- [GIVEN PASSAGE]
━━━━━━

Raising non-commercial foods isn’t the only thing done at the farm.
The Owenses have a drive to educate those who want to learn what life is like on a real, working farm.
“It’s the sheep camps, adopt-a-sheep program and lambing slumber parties … anything we can do to show the people what goes on behind the scenes,” she said.
The educational aspect evolved for the Owenses while they were home-schooling their children back on the New Hampshire farm.
Groups in the home-schooling community began to ask for tours. Caroline said it made sense to begin educational tours for others, too.
For instance, during lambing season in the late winter weeks of February and the beginning of March, the farm holds Lambing-Time Slumber Parties.
Participants come to the farm, check for newborns at night and in the early morning and even watch them being born. They help care for the new lambs and their mothers and sleep in the barn.
“They see the whole gamut from taking care of the lambs and helping when there is trouble,” she said, “even just walking through a flock of sleeping sheep. It’s not all about the learning – some of it is about a unique experience.”
Sheep Camp, a hands-on interactive learning experience, is offered for kids ages 7 to 12.
Each middle school-aged participant gets his or her own sheep for the weeklong camp.
“The kids do a lot of activities that, to the child, is fun, but there is actually learning involved,” Caroline said.
The camps teach subjects such as animal science and fiber arts. Participants will weave, dye and spin the wool of their sheep or learn how it digests foods with its four stomachs.
An obstacle course with the sheep helps show how to work with the animal and “get inside its head.”
“Kids who come to the camp usually have not grown up on farms and this is their first experience with livestock,” she said.
Such interactive education gives children the chance to experience a farm lifestyle and to learn about themselves.
“At some point, all these kids are going to make decisions on what they want to do with their life, career and hobbies. If the kid thinks he is interested in animals and determines he really is, I hope that will further him on his path and career choices,” Caroline said.
The Adopt-A-Sheep program is a pretty unique offering at Owens Farm. Families or individuals are assigned a sheep and they can follow the life of that specific sheep while it lives on the farm.
“The sheep stays here and the family comes to visit. We set up scheduled field trips when significant things happen,” Caroline said. “For example, if we are going to bring them all in with the border collie and do foot trimming (the children are invited).”
The sheep adopters get hands-on experience helping out caring for the sheep when they visit.
“Shearing, that is a biggie. They get to keep the sheep’s wool and when the sheep has a lamb, they get an email saying, “Just had twins! Come and visit,’ ” she added.

━━━━━━

- [MATERIAL SHOWN]
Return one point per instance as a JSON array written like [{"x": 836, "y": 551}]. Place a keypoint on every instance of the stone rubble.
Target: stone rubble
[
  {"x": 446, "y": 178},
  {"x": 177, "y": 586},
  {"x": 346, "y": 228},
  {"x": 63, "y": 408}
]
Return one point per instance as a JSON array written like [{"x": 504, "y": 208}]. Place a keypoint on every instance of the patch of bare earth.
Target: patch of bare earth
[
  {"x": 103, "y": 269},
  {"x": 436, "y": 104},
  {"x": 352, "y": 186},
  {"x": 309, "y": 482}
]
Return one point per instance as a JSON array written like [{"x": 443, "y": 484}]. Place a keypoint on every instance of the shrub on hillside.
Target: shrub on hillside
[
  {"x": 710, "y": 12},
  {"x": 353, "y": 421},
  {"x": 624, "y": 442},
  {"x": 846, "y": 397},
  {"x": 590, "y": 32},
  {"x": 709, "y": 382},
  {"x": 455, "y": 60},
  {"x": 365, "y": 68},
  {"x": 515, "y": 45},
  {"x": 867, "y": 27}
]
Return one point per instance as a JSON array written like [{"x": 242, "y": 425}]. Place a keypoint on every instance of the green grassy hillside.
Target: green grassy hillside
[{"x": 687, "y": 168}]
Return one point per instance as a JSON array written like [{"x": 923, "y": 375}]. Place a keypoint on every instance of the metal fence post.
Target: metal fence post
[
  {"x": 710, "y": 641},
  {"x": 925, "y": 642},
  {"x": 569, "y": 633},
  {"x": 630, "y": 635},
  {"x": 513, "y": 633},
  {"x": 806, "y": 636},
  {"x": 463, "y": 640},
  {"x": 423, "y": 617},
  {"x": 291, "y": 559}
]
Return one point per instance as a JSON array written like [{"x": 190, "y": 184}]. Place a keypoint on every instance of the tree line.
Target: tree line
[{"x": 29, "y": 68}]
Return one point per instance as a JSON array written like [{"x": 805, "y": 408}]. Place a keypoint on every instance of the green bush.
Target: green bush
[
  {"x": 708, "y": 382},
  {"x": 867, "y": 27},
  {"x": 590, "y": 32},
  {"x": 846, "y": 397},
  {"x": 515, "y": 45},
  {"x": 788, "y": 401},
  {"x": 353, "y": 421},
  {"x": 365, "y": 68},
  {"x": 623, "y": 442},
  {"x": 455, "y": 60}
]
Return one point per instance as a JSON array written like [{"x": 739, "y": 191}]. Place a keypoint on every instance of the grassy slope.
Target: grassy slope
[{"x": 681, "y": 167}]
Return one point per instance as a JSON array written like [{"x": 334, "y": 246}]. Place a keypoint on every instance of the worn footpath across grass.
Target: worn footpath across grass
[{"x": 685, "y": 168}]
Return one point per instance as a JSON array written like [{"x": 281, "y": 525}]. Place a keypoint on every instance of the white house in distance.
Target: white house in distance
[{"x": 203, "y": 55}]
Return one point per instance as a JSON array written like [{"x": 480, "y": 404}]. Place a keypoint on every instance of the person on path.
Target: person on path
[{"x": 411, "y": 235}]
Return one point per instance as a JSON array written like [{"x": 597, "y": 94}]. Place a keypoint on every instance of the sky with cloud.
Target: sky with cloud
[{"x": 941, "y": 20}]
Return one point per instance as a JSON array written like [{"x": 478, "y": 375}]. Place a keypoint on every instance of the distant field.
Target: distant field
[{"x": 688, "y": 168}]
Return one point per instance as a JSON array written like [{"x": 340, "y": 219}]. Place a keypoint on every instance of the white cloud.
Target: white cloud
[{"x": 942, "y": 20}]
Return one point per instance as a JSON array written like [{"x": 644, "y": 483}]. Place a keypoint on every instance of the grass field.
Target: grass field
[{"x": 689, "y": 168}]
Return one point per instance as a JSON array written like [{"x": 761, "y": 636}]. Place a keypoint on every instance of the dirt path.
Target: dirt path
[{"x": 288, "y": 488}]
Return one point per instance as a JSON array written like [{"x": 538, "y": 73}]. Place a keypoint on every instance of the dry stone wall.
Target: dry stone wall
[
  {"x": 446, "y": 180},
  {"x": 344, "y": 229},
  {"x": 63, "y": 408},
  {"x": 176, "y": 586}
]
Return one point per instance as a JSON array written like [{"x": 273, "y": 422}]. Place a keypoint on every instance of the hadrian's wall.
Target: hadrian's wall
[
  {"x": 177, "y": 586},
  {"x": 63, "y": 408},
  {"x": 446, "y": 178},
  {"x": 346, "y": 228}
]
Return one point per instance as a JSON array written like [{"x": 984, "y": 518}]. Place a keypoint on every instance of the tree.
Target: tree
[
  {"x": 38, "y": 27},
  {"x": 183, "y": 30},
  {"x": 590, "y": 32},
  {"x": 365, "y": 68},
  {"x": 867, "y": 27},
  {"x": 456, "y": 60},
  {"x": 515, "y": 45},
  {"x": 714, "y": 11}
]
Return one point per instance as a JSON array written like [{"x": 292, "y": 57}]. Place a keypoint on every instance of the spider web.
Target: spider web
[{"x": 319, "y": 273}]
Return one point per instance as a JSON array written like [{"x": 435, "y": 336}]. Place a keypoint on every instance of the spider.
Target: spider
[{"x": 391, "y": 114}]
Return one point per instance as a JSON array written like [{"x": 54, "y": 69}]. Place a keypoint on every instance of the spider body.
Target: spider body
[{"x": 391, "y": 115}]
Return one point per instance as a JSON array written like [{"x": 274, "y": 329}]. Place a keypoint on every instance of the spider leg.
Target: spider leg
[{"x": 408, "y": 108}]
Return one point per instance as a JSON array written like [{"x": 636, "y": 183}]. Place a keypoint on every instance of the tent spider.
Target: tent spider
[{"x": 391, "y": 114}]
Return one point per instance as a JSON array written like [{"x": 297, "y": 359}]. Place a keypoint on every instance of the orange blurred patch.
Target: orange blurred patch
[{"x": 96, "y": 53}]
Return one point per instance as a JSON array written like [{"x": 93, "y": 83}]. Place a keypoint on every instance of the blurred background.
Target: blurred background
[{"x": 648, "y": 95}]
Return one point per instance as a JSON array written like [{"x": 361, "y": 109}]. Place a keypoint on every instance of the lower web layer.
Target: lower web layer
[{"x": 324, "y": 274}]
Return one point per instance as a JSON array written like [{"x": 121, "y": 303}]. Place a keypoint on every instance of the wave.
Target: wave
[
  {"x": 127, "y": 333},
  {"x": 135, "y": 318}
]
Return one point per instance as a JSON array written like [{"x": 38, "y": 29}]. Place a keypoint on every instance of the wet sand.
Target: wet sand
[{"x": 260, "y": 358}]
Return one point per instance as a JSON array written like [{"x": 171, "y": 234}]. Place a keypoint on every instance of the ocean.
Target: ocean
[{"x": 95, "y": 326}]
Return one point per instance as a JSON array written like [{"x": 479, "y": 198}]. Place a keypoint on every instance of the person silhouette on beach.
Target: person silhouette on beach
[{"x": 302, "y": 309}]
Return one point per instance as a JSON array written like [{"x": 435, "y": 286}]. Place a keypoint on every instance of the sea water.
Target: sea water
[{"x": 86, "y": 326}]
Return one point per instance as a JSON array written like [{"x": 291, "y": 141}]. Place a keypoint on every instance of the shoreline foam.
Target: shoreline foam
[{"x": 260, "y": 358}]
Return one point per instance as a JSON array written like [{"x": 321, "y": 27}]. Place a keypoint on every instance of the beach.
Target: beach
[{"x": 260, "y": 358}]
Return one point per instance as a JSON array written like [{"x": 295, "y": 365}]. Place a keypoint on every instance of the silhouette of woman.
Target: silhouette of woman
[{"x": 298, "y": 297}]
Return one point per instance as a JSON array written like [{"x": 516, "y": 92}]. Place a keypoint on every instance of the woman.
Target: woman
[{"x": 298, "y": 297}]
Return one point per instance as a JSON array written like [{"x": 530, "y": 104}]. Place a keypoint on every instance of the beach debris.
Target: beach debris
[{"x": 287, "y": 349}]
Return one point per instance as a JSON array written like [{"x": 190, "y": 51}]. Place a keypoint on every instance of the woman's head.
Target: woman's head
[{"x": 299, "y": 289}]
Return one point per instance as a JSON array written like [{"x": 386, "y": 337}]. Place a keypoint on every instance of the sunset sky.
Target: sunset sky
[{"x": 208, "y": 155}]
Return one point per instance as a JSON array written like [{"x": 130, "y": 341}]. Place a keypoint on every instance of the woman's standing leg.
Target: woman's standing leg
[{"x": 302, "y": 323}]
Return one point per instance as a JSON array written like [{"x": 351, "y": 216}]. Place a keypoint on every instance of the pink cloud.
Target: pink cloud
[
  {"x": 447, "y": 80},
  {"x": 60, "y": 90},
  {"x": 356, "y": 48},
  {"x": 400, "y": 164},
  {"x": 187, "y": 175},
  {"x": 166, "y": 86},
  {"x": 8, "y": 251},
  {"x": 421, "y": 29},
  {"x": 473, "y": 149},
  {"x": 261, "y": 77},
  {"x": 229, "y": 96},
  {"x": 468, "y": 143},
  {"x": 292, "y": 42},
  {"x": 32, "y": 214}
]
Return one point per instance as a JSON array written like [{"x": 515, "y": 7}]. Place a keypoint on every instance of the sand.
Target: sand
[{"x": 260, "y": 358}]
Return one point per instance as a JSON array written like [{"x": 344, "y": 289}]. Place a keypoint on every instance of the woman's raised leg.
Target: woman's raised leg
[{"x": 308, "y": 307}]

━━━━━━

- [WORK REQUIRED]
According to the Owens Farm passage, when does the farm hold its Lambing-Time Slumber Parties?

- [TASK OUTPUT]
During lambing season, in the late winter weeks of February and the beginning of March.